Ich will mich dann auch mal zu Wort melden 
Und zwar ist das jetzt vielleicht ein Gerücht, aber die Idee dahinter existiert schon seit 2-3 Jahren (glaub ich). Eine Beta davon gibts sogar schon länger (hatte mich damals als Betatester registriert). Das Koncept nannte (oder nennt) sich "RTR - RealTimeRacing" und wurde von SimBin ins Leben gerufen. 
Ziel war es, als zusätzlicher Fahrer bei einem echten Rennen am PC mitfahren zu können. Dabei bekamen alle echten Wagen eine Blackbox die die derzeitige Position auf der Strecke, sowie die Abstände zum voraus und hinterherfahrenden Wagen als auch Geschwindigkeit simultan sendet. 
Was jetzt daraus geworden ist, keine Ahnung. Patches oder sowas gabts dafür eh nie und die einzige Strecke war Zolder, die man fahren konnte.
Glaube das Problem war, was passiert wenn man jetzt nen Gegner rammt oder der Einfluß der Physik beim Überholen (kurzeitiger Windschatten).

Hier mal die Wbsite: Real-Time Racing Game | Simbin Studios AB


----------



## tonyx86 (19. April 2013)

*AW: Gerücht ?*



Kotor schrieb:


> Sicher weiß ich mehr (nicht über dieses F1 Spiel), aber wenn ich Namen oder sonstiges nennen würde, hab ich morgen keinen Job mehr.

^^^^

#### ZIELE:
**A.** Welche Strecke konnte man laut dem Forumstext über Real-Time Racing als einzige fahren?
**B.** Schreibe den Forumstext über Real-Time Racing im Anschluss an seinen letzten Satz weiter.

^^^^

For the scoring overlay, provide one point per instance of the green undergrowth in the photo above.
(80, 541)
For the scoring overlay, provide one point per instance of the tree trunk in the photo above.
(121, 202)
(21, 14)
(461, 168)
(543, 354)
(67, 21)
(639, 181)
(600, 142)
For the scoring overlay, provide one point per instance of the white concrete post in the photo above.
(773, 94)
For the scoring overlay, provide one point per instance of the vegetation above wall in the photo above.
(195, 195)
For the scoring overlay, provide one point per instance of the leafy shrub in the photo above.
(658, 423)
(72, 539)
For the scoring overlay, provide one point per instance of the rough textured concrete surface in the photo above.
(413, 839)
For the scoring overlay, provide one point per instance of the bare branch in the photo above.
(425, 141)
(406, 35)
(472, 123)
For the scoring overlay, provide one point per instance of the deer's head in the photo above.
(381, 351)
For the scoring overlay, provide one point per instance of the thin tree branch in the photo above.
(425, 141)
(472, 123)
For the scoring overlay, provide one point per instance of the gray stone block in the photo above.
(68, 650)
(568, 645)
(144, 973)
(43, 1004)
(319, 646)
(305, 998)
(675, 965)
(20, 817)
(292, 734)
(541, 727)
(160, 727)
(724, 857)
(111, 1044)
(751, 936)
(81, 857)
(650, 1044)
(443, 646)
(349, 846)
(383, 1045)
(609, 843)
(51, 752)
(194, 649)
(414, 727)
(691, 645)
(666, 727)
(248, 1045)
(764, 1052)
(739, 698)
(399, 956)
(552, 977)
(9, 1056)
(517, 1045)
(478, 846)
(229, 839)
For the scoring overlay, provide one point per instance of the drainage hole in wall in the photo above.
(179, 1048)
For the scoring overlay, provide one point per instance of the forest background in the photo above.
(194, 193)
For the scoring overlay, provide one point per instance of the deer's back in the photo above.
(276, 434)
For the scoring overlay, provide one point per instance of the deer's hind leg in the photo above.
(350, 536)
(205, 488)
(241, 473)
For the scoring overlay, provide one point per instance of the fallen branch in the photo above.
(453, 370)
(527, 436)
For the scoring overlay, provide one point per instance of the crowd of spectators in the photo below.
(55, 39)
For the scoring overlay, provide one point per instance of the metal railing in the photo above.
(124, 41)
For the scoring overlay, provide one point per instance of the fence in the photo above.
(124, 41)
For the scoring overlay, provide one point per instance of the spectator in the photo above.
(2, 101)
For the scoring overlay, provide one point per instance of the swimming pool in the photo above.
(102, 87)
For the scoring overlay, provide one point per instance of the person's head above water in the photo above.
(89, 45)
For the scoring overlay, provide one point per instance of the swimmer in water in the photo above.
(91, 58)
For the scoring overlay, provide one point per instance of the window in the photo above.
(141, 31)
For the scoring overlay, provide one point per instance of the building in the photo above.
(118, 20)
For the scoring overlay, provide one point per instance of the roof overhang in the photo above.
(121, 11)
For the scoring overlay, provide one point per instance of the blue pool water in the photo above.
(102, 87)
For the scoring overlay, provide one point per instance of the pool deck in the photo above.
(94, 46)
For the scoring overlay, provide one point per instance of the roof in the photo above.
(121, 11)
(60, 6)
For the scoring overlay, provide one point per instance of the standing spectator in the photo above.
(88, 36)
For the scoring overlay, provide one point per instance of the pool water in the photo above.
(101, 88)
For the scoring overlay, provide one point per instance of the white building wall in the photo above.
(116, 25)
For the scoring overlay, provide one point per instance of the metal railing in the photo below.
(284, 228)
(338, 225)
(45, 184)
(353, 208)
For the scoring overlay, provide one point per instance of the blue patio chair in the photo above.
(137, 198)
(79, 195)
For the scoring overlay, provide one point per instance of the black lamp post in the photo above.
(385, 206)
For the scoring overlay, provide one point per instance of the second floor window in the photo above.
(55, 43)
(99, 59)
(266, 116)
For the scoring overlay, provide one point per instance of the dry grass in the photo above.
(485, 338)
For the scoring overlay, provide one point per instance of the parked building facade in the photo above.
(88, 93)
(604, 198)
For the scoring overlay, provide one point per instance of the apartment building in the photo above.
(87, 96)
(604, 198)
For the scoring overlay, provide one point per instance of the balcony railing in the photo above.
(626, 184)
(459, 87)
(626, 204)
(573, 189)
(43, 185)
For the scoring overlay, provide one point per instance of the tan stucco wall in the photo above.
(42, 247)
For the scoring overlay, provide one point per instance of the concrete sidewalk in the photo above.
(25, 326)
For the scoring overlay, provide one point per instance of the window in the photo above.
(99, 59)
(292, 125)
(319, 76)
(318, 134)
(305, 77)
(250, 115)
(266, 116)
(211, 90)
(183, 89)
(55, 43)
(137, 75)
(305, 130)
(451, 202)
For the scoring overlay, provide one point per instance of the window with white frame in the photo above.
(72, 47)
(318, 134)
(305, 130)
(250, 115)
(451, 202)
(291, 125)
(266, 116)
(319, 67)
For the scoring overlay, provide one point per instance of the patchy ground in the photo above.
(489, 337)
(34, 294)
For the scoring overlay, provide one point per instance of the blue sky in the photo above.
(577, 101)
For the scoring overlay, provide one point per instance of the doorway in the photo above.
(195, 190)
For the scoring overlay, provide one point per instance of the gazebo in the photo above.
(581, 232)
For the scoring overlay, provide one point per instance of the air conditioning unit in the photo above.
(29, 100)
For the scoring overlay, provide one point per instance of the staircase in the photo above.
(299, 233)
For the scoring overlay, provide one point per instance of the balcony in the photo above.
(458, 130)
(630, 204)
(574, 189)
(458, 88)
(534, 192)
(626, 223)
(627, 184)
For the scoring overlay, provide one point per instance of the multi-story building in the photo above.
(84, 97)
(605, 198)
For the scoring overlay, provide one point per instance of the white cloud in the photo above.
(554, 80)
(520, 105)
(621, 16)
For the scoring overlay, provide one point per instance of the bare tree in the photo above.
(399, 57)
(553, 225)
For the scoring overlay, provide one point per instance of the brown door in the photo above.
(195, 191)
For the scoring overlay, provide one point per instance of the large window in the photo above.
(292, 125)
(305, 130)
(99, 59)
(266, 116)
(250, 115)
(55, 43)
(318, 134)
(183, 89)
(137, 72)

^^^^

#### DIE ANTWORTEN:
**A.** Zolder

**B.**
Dann stellt sich für mich die Sinnhaftigkeit dieses threads  Ich denke du hast in so einem Vortrag gesessen?? Damit hast du doch einen immensen Wisensvorsprung uns gegenüber was diese Thematik betrifft. Jeder der mehr wüßte, dürfte demnach bestrebt sein, in ähnlichem Maße "anonym" zu bleiben und nicht aus dem Nähkästchen zu plaudern.

Ich verstehe also den Sinn des Freds nicht so ganz. 

Umsetzung stellt sich für mich schon wegen der Kollissionsafrage kritisch dar. Das System funktioniert ja nur in eine Richtung. daten von real auf virtuell zutransferieren klappt. Der umgekehrte Weg... naja. 

*WUNSCHDENKEN!*


----------



## acti0n (19. April 2013)

*AW: Gerücht ?*

Da sucht wohl jemand viel Aufmerksamkeit. (uhh ohh ich hab so was Geheimes, wenn ich etwas verrate, werde ich sofort umgebracht bla bla und bei den Illuminaten bin ich Vorstandsmitglied)

Wie schon im Thread gesagt gab es schon so etwas vorher.

Aber ist Sinnlos -> Man fährt wie gegen KI-Gegner, nur dass die Autos nicht KI gesteurt sind, sondern sagen wir mal Multiplayer-Fahrer, die andere nicht wahrnehmen (können). Also Autos, die entweder Ghosts sein müssen, oder eben doch KI-Gesteuert um auf den Spieler reagieren zu können. Was dann komplett den Sinn des Spiels aushebelt 

Und mehr als diese komischen F1-Spiele von Codenoobers + RTR "Sinnlos" wird wenn überhaupt sowieso nicht bei rauskommen.


----------



## Dr Bakterius (19. April 2013)

*AW: Gerücht ?*

Dann hättest du es anders umschreiben sollen.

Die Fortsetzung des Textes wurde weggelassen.